$y \ dx + x (1 – 3 x^2 y^2) dy = 0$

Solution:

$y d x+x\left(1-3 x^{2} y^{2}\right) d y=0----(1)$

$\begin{array}{ll}{\text { Compare the given eqn with } \mathrm{Mdx}+\mathrm{Ndy}=0} \\ {\therefore \mathrm{M}=\mathrm{y}} & {\therefore \mathrm{N}=x\left(1-3 x^{2} y^{2}\right)} \\ {\frac{\partial M}{\partial y}=1} & {\frac{\partial N}{\partial x}=1-9 x^{2} y^{2}}\end{array}$

$\frac{\partial M}{\partial y} \neq \frac{\partial N}{\partial x}$

Hence the given diff. eqn is not exact.

But the given diff. eqn is in the form of

$y f(x y) d x+x f(x y) d y=0$

Integrating factor $=\frac{1}{M x-N y}=\frac{1}{x y-x y+3 x^{3} y^{3}}=\frac{1}{3 x^{3} y^{3}}$

Multiply the $I .$ F. to eqn $(1)$

$\frac{1}{3 x^{3} y^{2}} d x+\left[\frac{1}{3 x^{2} y^{3}}-\frac{1}{y}\right] d y=0$

$\therefore M_{1}=\frac{1}{3 x^{3} y^{2}} \quad N_{1}=\left[\frac{1}{3 x^{2} y^{3}}-\frac{1}{y}\right]$

Now this diff. eqn is exact.

The solution of given diff. eqn is given by,

$\int M d x+\int\left[N-\frac{\partial}{\partial y} M d x\right] d y=c$

$\int M_{1} d x=\int \frac{1}{3 x^{3} y^{2}} d x=\frac{-1}{6 y^{2} x^{2}}$

$\frac{\partial}{\partial y} \int M_{1} d x=\frac{1}{3 x^{2} y^{3}}$

$\begin{aligned} \int\left[N_{1}-\frac{\partial}{\partial y} \int M_{1} d x\right] d y &=\int\left[\frac{1}{3 x^{2} y^{3}}-\frac{1}{y}-\frac{1}{3 x^{2} y^{3}}\right] d y \\ &=\int \frac{-1}{y} d y==-\log y \\ \therefore \frac{-1}{6 y^{2} x^{2}}-\log y &=c \end{aligned}$

> **Written instruction 1**:
Answer these questions using the worked solution:
(a) What values does it give for ∂M/∂y and ∂N/∂x?
(b) What integrating factor does it use?
(c) What final equation does it reach?
> **Written instruction 2**: Copy the part of the worked solution starting with "Multiply the $I" and going on through "eqn is exact.".

> **Given records**:

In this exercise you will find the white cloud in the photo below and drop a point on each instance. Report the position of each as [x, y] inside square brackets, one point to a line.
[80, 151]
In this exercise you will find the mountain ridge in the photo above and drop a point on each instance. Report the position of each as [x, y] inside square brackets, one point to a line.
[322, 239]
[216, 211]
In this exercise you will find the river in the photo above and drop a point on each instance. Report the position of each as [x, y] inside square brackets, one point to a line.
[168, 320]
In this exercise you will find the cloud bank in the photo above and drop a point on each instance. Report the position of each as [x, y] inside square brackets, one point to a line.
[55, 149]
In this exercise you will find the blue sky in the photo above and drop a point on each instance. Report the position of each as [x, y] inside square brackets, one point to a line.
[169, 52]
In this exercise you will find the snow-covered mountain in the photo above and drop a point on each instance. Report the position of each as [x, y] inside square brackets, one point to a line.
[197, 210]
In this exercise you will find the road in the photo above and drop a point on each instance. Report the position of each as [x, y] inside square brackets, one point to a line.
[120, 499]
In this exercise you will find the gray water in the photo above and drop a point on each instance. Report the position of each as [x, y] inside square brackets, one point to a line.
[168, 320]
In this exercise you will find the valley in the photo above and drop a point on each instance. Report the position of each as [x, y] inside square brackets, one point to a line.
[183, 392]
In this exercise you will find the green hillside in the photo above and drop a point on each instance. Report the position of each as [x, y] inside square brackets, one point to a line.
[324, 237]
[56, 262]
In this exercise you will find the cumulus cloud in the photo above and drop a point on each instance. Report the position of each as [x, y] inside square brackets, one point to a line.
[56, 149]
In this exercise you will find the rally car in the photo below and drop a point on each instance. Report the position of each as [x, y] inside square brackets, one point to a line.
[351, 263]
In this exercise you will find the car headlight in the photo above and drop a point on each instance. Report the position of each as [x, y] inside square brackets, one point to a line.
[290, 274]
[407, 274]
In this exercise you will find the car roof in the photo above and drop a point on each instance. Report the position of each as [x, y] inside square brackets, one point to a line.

> **Right answer 1**:
(a) ∂M/∂y = 1 and ∂N/∂x = 1 − 9x²y².
(b) 1/(3x³y³).
(c) −1/(6y²x²) − log y = c.

> **Right answer 2**:
Multiply the $I .$ F. to eqn $(1)$

$\frac{1}{3 x^{3} y^{2}} d x+\left[\frac{1}{3 x^{2} y^{3}}-\frac{1}{y}\right] d y=0$

$\therefore M_{1}=\frac{1}{3 x^{3} y^{2}} \quad N_{1}=\left[\frac{1}{3 x^{2} y^{3}}-\frac{1}{y}\right]$

Now this diff. eqn is exact.